▸ **EXERCISE INSTRUCTIONS**: Continue the news brief about the Becoming a Man program in Chicago from the point where it stops.

▸ **EXCERPT PROVIDED**:
News Briefs: Archives 2011 & Earlier

Can Sports Help Protect Chicago’s Youth?

A sports version of a program developed by a youth worker on a spiritual retreat has been chosen as the latest in an arsenal of weapons to combat youth violence in Chicago.

BAM: Youth take part in an exercise designed to help them learn to focus and deal with anger. Photo: Courtesy of Youth Guidance

The Becoming a Man (BAM) program, developed by Tony DiVittorio of the nonprofit Youth Guidance of Chicago, last month won a violence prevention design contest sponsored by the University of Chicago Crime Lab.

The award enables a new “sports edition” of BAM to serve 700 seventh- through 10th-graders in 15 Chicago schools. The effort will be funded with $1 million in grants, and BAM will be evaluated by the Crime Lab.

▸ **INFORMATION SUPPLIED**:
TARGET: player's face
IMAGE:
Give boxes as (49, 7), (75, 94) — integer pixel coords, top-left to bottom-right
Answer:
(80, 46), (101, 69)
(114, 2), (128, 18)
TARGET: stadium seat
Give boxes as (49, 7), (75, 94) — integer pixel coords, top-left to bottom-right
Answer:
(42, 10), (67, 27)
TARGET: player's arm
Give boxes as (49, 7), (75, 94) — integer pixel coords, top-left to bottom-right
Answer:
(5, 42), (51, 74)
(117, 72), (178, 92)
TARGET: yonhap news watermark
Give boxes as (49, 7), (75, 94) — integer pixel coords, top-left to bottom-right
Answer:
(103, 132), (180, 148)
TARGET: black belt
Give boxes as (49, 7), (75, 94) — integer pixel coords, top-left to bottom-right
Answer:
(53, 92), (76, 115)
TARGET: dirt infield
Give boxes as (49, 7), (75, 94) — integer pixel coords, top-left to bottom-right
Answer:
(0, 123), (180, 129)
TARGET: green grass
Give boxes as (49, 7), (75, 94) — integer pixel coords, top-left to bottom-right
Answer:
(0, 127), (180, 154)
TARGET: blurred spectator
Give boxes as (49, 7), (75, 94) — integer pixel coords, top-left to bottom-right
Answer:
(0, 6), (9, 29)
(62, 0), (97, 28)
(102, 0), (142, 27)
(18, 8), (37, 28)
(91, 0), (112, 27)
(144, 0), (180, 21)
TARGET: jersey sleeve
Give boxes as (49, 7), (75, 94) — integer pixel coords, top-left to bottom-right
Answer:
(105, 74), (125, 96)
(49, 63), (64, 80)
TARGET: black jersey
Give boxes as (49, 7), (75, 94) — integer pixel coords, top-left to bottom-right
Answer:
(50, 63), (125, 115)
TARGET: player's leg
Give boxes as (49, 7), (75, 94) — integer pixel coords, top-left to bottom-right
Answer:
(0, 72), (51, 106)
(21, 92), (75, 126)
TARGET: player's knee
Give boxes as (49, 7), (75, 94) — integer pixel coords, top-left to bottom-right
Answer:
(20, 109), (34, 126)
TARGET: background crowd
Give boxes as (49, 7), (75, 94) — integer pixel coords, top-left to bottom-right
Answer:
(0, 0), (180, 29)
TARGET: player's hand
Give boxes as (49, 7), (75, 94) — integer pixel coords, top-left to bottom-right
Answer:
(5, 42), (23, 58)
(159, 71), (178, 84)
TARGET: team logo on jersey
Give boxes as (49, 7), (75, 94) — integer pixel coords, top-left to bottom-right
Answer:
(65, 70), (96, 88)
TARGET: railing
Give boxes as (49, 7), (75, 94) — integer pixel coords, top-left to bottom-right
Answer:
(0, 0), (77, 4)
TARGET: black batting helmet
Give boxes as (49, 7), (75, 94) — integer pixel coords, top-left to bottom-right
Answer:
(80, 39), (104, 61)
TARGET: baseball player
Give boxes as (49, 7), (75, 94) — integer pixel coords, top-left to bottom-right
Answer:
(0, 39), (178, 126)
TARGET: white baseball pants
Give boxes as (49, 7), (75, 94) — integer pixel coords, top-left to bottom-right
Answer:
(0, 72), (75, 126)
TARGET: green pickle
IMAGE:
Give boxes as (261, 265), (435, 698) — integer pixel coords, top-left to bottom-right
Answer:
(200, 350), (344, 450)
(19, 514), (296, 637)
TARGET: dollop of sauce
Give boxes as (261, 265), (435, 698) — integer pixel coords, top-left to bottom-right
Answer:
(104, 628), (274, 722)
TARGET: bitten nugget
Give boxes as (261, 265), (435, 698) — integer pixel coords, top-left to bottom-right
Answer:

▸ **RESULT OF THE EXERCISE**:
Although violence has beset Chicago for decades, BAM comes to the fore at a particularly troubling time in the Windy City. In the wake of the brutal beating death of 16-year-old honor student Derrion Albert in late September, the city’s school system announced plans to implement a mentoring program designed for youths most at risk of getting shot. (See “Will Mentors Shield Youths from Violence?”)

DiVittorio said he got the idea for BAM while going through the New Warrior Training Adventure of the ManKind Project, a nonprofit that aims to help men develop themselves. In the forest for a weekend retreat, he beat drums, did “spiritual work” and dealt with and confronted the emotional wounds he experienced from having an abusive, alcoholic father and a mother who was virtually absent. “It was a life-altering experience,” he said.

A clinical counselor, DiVittorio combined the spiritual awakening he got from the Mankind Project with his clinical training and developed BAM in 2001 for Youth Guidance, which creates and implements school-based programs for at-risk kids. He is program manager there.

A place to talk ?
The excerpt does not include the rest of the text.